--- 問題文 a ---
一覧から文字列「front」を含む行をすべて探し、一行ずつ書き写してください。大文字と小文字は区別されます。

2016-11-24 20:32:28 | 歌舞伎



尾上菊五郎:
 国立劇場開場50周年記念『通し狂言 仮名手本忠臣蔵』の五・六段目で、早野勘平を勤めさせていただきます。何回やっても難しい役ですが、初心に返り、新しい気持ちで勤めたいと思います。
 義太夫狂言である『忠臣蔵』の中で、六段目は世話物に近く、リアルとまではいきませんが、人物の内面を表さないと芝居が繋がりません。世話物では出演俳優のチームワークが必要ですが、六段目も同様で、一つのチームで芝居をトントンと運ぶことが大切です。それは、稽古を十分に積んでやり込まないと、表現できません。そういう意味で言うと、“心理劇”の要素がありますね。
 私は、いつも考えるんですが、勘平は、もし姑のおかやが騒ぎ立てたら、おかやを殺してでも忠臣として討入りにお供したいと願うほど、追い詰められている役ではないかと感じています。

--- 提供データ ---
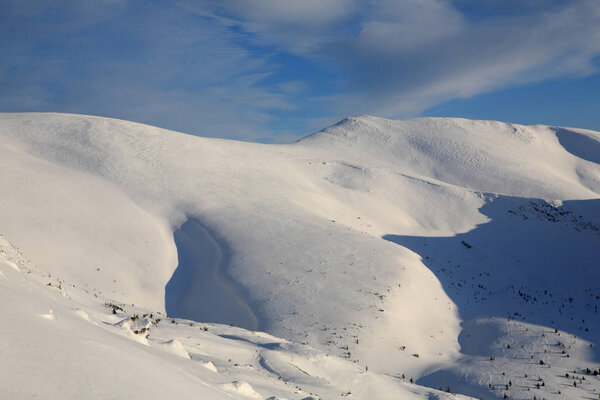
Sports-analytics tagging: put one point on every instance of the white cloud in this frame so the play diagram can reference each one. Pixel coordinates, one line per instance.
(405, 56)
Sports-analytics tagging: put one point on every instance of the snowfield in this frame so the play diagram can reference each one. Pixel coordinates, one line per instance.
(431, 258)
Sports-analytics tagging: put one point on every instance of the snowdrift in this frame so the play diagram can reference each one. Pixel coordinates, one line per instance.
(372, 240)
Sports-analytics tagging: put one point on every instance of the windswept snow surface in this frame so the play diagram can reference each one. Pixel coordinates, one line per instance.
(461, 255)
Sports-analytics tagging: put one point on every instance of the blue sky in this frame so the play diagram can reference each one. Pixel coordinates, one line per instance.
(275, 70)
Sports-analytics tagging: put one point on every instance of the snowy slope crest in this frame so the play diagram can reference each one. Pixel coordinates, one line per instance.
(381, 243)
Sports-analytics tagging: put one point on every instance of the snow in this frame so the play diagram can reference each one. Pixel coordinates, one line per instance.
(448, 252)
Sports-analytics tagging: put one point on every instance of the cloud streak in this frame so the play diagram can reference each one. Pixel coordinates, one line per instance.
(233, 69)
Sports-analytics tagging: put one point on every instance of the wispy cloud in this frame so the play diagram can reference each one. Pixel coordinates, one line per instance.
(249, 70)
(403, 57)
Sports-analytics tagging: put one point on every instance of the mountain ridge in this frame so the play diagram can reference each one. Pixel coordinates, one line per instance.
(325, 240)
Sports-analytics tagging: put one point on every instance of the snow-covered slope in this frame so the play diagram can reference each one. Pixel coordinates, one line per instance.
(397, 246)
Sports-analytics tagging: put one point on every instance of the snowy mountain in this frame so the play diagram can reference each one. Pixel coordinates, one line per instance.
(374, 259)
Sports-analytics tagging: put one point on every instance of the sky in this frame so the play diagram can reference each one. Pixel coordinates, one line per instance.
(277, 70)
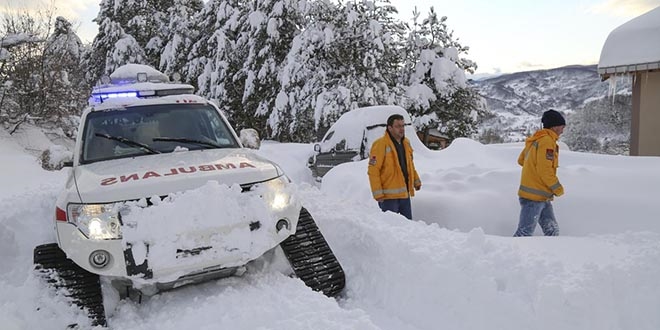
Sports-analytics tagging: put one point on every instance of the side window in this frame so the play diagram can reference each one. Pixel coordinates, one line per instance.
(328, 136)
(341, 145)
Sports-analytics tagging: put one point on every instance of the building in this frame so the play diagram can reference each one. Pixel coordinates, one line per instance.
(634, 49)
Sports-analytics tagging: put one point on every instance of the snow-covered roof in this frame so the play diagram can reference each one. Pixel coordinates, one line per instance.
(633, 46)
(129, 73)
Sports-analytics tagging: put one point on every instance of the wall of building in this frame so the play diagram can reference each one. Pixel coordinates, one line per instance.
(645, 135)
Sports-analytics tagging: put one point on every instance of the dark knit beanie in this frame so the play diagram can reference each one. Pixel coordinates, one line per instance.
(552, 118)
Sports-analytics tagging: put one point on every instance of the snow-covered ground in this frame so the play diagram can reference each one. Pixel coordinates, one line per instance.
(454, 267)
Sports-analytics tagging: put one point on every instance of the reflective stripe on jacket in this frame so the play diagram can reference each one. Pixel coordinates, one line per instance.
(540, 159)
(385, 175)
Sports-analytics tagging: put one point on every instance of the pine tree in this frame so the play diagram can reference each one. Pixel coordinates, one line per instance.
(273, 25)
(345, 58)
(179, 35)
(600, 126)
(67, 88)
(40, 71)
(216, 57)
(437, 94)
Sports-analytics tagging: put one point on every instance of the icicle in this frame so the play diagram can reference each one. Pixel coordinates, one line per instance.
(612, 90)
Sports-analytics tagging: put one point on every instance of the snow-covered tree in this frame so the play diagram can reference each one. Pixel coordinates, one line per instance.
(130, 31)
(345, 58)
(216, 57)
(40, 70)
(67, 88)
(180, 32)
(433, 77)
(272, 26)
(600, 126)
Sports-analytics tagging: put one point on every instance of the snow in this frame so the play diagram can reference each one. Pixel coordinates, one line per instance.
(455, 266)
(635, 42)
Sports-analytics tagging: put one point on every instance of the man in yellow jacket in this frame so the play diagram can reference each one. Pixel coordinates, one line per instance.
(538, 181)
(391, 170)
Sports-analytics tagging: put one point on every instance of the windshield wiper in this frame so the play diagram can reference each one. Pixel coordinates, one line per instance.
(129, 142)
(187, 140)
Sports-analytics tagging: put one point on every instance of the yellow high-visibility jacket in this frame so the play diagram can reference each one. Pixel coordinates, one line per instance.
(540, 159)
(385, 174)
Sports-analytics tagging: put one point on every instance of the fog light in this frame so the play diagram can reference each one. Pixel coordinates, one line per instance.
(99, 258)
(282, 223)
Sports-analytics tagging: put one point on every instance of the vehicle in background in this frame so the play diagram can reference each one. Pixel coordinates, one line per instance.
(350, 137)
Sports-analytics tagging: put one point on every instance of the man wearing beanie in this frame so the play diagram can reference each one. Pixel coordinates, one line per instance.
(538, 181)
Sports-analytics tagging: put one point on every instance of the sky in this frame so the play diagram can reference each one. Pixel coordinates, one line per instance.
(455, 266)
(504, 36)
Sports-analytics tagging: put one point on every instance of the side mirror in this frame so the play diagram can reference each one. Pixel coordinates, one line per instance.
(250, 138)
(55, 158)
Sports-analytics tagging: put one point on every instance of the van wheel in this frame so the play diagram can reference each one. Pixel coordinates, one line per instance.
(83, 287)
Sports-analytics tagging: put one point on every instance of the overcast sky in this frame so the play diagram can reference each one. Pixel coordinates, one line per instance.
(503, 35)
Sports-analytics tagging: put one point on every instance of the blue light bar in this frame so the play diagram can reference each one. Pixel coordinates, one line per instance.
(100, 97)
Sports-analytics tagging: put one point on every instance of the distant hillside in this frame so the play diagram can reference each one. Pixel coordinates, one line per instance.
(517, 100)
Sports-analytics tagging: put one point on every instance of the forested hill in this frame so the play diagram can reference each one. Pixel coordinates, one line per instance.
(517, 101)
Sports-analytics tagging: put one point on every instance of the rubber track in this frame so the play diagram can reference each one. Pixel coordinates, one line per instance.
(312, 259)
(83, 287)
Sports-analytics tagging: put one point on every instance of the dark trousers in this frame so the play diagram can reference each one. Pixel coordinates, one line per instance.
(400, 205)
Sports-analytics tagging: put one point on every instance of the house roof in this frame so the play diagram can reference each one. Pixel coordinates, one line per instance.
(633, 46)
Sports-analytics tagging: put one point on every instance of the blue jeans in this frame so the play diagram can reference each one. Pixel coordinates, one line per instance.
(401, 206)
(532, 212)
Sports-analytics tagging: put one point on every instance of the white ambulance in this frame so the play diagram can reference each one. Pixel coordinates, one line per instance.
(143, 137)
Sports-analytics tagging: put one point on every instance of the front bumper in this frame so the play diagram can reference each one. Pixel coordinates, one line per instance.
(220, 250)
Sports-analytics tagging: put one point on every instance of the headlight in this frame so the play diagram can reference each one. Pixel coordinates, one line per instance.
(278, 195)
(96, 221)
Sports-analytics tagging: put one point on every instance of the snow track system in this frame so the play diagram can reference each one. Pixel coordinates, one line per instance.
(311, 258)
(83, 287)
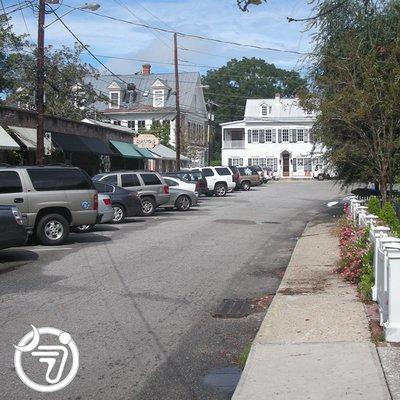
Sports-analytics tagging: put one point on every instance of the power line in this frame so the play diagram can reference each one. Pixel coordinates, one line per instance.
(193, 36)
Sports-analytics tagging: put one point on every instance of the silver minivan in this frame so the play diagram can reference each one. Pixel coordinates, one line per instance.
(150, 185)
(51, 199)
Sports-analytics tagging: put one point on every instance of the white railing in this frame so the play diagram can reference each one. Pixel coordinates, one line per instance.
(233, 144)
(386, 269)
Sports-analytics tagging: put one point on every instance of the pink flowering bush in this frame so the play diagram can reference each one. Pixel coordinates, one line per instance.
(353, 244)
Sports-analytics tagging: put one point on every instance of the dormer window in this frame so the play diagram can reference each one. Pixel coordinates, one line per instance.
(158, 98)
(114, 100)
(265, 110)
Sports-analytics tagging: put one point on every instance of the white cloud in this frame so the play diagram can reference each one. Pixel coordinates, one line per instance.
(264, 26)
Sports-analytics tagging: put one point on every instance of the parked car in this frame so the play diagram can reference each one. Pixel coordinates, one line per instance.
(125, 203)
(180, 198)
(193, 175)
(152, 189)
(219, 180)
(12, 232)
(105, 210)
(51, 199)
(248, 177)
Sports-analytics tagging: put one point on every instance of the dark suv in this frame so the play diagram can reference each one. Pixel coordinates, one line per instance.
(51, 199)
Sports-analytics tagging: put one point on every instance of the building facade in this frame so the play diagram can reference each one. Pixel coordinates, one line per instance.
(139, 100)
(274, 133)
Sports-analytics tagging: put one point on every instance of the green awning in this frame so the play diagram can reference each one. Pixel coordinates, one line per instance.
(144, 152)
(126, 149)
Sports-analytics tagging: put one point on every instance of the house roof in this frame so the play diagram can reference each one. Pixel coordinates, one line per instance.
(188, 83)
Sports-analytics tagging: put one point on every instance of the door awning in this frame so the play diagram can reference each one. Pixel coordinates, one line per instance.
(126, 149)
(97, 146)
(145, 152)
(28, 137)
(7, 142)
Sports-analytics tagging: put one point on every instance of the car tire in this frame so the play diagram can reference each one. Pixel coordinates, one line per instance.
(220, 190)
(52, 230)
(246, 185)
(183, 203)
(119, 214)
(148, 206)
(82, 228)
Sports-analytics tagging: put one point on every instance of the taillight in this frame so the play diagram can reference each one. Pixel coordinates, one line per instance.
(17, 215)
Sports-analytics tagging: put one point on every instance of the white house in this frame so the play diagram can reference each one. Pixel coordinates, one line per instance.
(274, 133)
(136, 101)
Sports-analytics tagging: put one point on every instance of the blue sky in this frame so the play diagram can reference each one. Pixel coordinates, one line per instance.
(264, 25)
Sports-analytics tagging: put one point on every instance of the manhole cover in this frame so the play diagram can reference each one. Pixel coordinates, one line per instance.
(233, 308)
(225, 379)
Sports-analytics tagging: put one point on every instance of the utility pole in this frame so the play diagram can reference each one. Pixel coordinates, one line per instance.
(177, 106)
(40, 86)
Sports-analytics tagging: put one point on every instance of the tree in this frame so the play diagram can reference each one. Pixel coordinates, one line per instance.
(355, 86)
(161, 130)
(10, 56)
(230, 86)
(66, 92)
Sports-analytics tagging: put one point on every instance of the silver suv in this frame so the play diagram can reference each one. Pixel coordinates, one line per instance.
(51, 199)
(150, 185)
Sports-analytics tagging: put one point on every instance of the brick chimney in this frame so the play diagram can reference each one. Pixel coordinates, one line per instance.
(146, 69)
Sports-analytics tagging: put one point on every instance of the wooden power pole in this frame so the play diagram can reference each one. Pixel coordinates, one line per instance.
(40, 86)
(177, 105)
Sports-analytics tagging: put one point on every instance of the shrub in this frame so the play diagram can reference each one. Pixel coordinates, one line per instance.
(374, 205)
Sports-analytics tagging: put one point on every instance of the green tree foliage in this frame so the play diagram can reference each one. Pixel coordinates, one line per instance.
(161, 130)
(10, 56)
(355, 76)
(66, 92)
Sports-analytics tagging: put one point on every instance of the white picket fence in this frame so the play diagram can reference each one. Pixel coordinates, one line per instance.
(386, 290)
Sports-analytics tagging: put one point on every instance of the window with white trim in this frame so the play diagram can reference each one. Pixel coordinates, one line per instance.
(114, 100)
(285, 135)
(158, 98)
(254, 136)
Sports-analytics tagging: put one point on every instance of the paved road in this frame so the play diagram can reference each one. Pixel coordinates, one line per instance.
(138, 298)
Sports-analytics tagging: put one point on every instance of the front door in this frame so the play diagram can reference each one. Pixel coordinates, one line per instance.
(285, 164)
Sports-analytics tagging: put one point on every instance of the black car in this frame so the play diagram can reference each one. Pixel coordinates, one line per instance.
(193, 176)
(126, 203)
(12, 232)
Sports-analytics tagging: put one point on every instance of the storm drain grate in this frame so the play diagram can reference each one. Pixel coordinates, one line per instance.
(233, 308)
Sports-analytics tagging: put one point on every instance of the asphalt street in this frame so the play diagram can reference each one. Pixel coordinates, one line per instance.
(138, 298)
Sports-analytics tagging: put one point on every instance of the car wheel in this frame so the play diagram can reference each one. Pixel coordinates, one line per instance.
(246, 185)
(183, 203)
(82, 228)
(220, 190)
(148, 206)
(52, 229)
(119, 214)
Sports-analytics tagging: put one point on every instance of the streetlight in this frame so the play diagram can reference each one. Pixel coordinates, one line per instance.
(40, 73)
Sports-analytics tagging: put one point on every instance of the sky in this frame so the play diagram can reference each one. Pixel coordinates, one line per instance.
(264, 25)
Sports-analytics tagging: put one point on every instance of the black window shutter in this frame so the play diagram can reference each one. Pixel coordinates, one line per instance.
(262, 136)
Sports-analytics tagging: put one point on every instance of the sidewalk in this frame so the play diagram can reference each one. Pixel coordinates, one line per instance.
(314, 342)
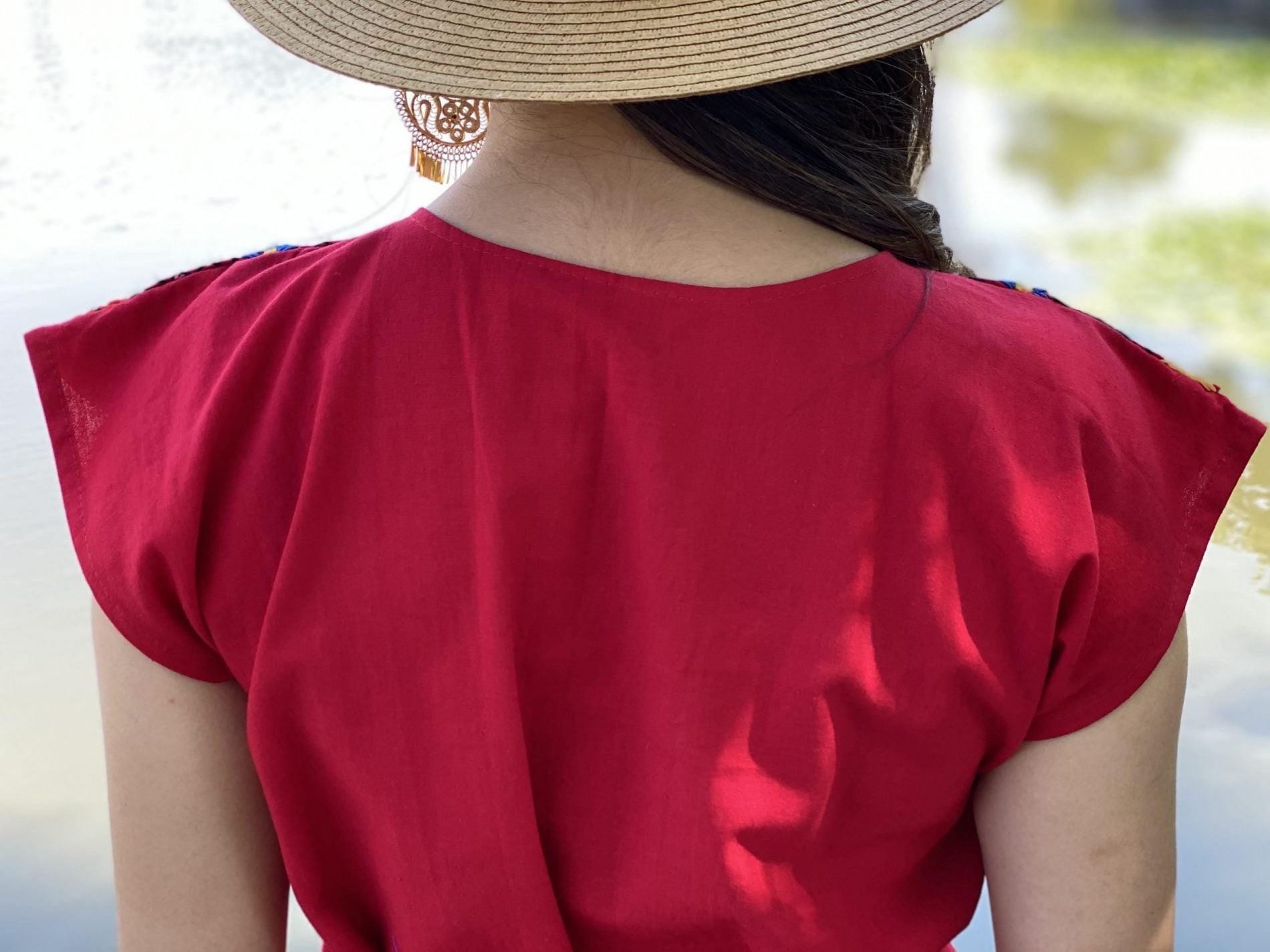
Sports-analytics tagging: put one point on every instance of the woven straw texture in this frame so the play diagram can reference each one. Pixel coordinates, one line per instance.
(588, 51)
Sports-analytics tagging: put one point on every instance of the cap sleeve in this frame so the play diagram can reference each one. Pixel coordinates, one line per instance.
(1160, 455)
(121, 390)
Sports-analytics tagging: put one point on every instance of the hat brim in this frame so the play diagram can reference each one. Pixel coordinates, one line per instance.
(606, 51)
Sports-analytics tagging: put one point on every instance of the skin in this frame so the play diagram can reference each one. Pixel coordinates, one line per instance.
(1077, 832)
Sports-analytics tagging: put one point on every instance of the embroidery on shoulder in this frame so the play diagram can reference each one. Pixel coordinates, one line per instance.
(271, 249)
(1041, 292)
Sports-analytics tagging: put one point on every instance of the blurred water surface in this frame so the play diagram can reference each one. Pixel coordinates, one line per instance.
(142, 138)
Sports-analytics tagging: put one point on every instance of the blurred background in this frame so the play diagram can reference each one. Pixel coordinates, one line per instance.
(1116, 152)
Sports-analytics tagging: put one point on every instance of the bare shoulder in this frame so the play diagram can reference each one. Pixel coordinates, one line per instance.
(1079, 832)
(197, 864)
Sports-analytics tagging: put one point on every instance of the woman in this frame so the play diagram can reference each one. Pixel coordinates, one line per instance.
(658, 542)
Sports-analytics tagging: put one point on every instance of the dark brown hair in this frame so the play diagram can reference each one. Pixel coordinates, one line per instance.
(845, 148)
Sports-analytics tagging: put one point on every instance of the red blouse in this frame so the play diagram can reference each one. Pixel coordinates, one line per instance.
(586, 611)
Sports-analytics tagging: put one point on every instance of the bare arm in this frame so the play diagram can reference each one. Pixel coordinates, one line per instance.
(196, 860)
(1079, 832)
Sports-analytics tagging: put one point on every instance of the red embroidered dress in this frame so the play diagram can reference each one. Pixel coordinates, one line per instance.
(584, 611)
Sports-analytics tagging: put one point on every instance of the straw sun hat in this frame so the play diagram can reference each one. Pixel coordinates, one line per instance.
(604, 51)
(596, 50)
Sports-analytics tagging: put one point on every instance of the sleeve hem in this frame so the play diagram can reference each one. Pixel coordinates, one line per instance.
(1206, 509)
(57, 416)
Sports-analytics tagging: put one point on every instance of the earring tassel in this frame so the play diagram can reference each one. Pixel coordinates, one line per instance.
(427, 165)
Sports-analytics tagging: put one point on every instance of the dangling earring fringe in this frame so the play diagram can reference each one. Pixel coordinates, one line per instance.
(444, 134)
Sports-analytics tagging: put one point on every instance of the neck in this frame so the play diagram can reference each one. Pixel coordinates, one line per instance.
(577, 182)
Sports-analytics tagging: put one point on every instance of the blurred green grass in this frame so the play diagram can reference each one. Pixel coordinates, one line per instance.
(1203, 269)
(1124, 73)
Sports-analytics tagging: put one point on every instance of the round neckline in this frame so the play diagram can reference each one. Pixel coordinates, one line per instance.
(851, 271)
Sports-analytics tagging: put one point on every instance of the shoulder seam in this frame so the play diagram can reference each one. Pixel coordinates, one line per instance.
(197, 269)
(1041, 292)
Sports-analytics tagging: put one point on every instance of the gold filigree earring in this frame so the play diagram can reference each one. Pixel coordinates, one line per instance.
(444, 132)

--- 問題文 b ---
ページ本文によると、尾上菊五郎は『通し狂言 仮名手本忠臣蔵』の何段目で早野勘平を勤めますか。

--- 最終解答 a ---
Sports-analytics tagging: put one point on every instance of the front bumper in this frame so the play diagram can reference each one. Pixel coordinates, one line per instance.
Sports-analytics tagging: put one point on every instance of the front door in this frame so the play diagram can reference each one. Pixel coordinates, one line per instance.

--- 最終解答 b ---
五・六段目で勤めます。